TRECHO:

Observou-se que no 1° mês de vida, crianças que usavam chupeta tiveram 1,90 vezes mais risco de não consumir leite materno de forma exclusiva ou predominante. No 4° mês, filhos de mães que trabalhavam apresentaram 1,73 vezes mais risco de não consumir leite materno de forma exclusiva ou predominante e em crianças que usavam chupeta esse risco foi 1,77 vezes maior. Finalmente, no 6° mês, crianças cujas mães trabalhavam, apresentaram 1,70 vezes mais risco de não ingerir leite materno de forma exclusiva ou predominante, e as que usavam chupeta, 1,42 vez mais risco.

MATERIAL FORNECIDO:

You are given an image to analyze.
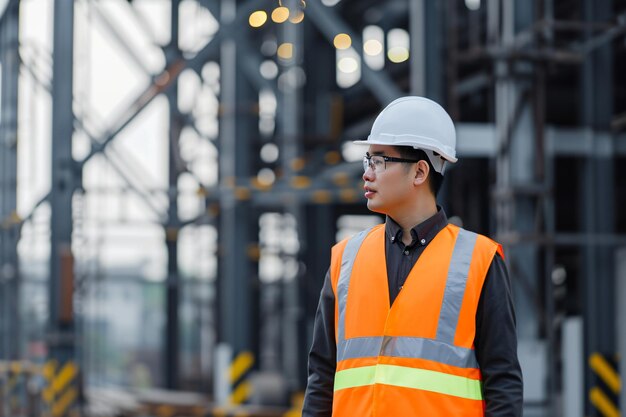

INSTRUÇÕES DO EXERCÍCIO:
1. No trecho, quantas vezes maior foi o risco de não consumir leite materno de forma exclusiva ou predominante no 1° mês entre as crianças que usavam chupeta?
2. Relacione todos os valores de risco que o trecho apresenta, indicando para cada um o mês e o fator associado.

RESPOSTAS:
1. 1,90 vezes maior.

2. 1,90 (1° mês, uso de chupeta); 1,73 (4° mês, mães que trabalhavam); 1,77 (4° mês, uso de chupeta); 1,70 (6° mês, mães que trabalhavam); 1,42 (6° mês, uso de chupeta).